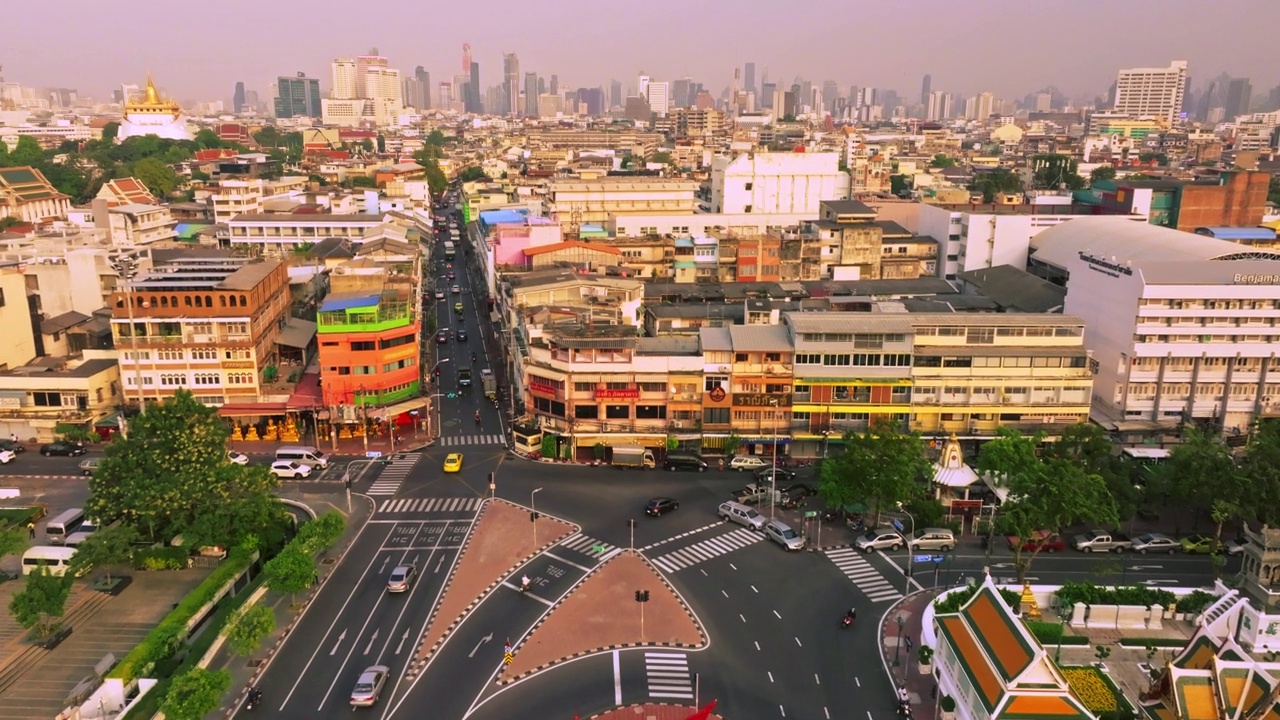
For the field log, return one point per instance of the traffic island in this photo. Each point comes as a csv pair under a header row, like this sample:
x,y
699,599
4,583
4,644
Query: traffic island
x,y
497,546
603,613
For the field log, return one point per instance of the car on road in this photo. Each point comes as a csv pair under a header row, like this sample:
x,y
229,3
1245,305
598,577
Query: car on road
x,y
369,686
402,578
288,469
1155,542
1040,541
453,463
880,540
62,447
1200,543
659,506
745,463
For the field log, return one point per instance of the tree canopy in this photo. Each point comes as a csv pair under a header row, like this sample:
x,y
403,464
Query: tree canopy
x,y
172,477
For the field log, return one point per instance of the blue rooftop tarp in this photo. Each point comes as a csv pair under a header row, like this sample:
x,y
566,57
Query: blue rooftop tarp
x,y
350,302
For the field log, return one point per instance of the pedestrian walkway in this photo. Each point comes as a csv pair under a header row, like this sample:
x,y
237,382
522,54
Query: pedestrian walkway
x,y
860,572
394,472
430,505
471,440
588,546
668,675
707,550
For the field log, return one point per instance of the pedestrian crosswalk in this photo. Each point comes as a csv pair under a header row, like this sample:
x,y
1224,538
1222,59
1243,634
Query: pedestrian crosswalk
x,y
476,438
667,674
707,548
430,505
860,572
394,473
588,546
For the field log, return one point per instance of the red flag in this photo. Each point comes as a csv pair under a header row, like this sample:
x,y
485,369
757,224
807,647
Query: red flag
x,y
704,712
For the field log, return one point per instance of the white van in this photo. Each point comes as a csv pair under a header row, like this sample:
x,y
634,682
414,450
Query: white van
x,y
58,560
64,524
304,454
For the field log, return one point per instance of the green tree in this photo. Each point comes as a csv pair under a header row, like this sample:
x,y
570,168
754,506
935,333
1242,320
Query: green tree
x,y
941,160
172,477
880,465
195,693
248,628
1046,495
291,572
41,602
159,178
105,548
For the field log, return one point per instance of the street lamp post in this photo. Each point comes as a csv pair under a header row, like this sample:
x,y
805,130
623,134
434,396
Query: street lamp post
x,y
533,514
910,551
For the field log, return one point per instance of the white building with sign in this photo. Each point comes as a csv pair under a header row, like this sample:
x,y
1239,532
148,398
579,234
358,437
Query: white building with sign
x,y
1180,327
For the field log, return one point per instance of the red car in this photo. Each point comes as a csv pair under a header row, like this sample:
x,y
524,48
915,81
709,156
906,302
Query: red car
x,y
1042,541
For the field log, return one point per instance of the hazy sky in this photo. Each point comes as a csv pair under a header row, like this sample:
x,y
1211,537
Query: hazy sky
x,y
199,50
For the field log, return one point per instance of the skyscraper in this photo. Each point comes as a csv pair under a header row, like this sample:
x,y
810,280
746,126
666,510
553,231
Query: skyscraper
x,y
1157,92
510,83
297,96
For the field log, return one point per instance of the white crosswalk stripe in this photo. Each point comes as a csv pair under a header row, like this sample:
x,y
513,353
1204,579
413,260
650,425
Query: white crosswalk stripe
x,y
668,675
430,505
585,545
478,438
860,572
393,473
707,550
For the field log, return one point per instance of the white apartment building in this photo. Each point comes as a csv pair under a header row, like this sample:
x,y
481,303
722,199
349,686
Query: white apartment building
x,y
1152,92
776,182
1179,326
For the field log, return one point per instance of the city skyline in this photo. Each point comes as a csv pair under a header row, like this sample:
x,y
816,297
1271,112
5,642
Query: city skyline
x,y
92,63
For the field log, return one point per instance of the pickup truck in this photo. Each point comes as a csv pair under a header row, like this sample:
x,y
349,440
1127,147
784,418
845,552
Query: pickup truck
x,y
1101,541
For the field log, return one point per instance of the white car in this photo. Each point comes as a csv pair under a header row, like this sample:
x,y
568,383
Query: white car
x,y
746,463
288,469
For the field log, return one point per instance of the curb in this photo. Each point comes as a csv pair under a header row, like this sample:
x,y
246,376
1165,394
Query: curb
x,y
702,632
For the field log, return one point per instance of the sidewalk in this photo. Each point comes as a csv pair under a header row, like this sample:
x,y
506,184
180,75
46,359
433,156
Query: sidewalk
x,y
920,687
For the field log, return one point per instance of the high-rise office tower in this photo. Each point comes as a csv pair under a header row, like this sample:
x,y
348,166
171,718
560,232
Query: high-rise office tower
x,y
530,95
342,78
1157,92
510,83
297,95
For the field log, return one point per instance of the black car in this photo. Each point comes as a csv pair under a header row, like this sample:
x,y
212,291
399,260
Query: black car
x,y
661,505
62,447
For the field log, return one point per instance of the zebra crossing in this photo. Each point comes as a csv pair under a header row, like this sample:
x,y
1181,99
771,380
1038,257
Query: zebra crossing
x,y
393,473
430,505
860,572
588,546
475,438
668,675
707,550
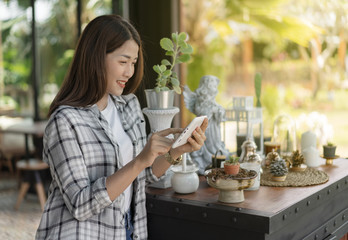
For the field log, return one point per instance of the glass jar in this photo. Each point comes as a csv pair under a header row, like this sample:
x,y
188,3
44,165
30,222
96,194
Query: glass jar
x,y
248,147
253,162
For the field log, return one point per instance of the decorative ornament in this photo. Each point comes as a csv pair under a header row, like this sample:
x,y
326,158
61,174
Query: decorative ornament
x,y
278,169
297,161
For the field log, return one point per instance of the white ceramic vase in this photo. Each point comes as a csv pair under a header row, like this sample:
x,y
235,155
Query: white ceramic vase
x,y
185,182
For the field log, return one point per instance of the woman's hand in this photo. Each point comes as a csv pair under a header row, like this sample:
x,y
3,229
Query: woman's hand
x,y
157,145
195,142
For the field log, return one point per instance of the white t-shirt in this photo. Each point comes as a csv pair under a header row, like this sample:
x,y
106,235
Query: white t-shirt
x,y
124,142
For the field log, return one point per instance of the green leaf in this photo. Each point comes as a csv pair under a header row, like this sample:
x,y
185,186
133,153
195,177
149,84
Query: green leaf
x,y
174,81
187,50
170,53
177,89
184,58
165,62
182,36
182,45
167,44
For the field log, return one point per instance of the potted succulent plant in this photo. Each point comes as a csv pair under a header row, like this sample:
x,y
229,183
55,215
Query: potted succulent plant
x,y
329,150
231,166
278,169
167,82
297,160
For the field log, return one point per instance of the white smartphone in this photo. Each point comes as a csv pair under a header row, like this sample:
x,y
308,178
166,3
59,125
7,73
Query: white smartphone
x,y
182,139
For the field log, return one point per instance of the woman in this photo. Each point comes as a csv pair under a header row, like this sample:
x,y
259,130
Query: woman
x,y
95,141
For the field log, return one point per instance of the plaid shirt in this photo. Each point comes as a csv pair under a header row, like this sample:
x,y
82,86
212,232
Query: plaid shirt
x,y
81,150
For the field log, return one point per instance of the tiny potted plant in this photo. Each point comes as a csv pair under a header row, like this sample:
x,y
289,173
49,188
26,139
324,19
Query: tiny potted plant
x,y
329,150
278,170
167,82
297,160
231,166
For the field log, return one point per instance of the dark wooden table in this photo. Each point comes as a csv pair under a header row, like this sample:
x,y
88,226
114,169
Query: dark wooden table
x,y
314,212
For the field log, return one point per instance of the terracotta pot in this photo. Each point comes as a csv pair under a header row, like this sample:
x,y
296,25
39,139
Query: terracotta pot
x,y
279,178
232,169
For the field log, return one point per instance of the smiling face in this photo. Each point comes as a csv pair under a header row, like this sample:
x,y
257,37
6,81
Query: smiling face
x,y
119,69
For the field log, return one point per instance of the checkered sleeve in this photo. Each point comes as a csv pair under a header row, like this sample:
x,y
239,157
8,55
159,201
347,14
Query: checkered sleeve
x,y
82,197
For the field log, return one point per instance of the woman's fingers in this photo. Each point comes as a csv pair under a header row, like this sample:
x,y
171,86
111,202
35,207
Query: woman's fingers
x,y
169,131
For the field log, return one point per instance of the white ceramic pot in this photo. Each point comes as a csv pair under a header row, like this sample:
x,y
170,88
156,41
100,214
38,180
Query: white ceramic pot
x,y
159,100
185,181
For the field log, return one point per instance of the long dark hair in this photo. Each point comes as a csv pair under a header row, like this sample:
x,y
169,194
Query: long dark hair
x,y
85,83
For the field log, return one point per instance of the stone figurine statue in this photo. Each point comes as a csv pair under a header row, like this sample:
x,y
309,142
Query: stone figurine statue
x,y
202,102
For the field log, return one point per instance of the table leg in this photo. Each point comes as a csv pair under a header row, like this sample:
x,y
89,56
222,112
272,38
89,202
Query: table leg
x,y
22,191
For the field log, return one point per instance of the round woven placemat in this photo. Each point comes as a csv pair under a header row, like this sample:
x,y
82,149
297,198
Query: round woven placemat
x,y
310,176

============================================================

### The exercise
Rewrite as a numbered list every line from the one containing "of the long" through the last line of the items above, leaving out blank lines.

### Result of the task
1. For the field log, return one point per instance of the long dark hair in this photo. Each point comes as a csv pair under a header row, like this sample:
2. x,y
3. 169,194
4. Query: long dark hair
5. x,y
6. 85,83
7. For the field log, return one point per instance of the stone figurine statue in this photo. Each point comes as a csv pair under a header row, like this sample:
8. x,y
9. 309,142
10. Query: stone figurine statue
11. x,y
12. 202,102
13. For the field log, return one point per instance of the table leg in this photo. Each point comes as a csv pair under a header row, like this sample:
14. x,y
15. 89,56
16. 222,112
17. 272,38
18. 89,202
19. Query: table leg
20. x,y
21. 22,191
22. For the field log, return one point per instance of the round woven placemat in this photo. Each point comes as a csv pair under a header row, like this sample:
23. x,y
24. 82,149
25. 297,198
26. Query: round woven placemat
27. x,y
28. 310,176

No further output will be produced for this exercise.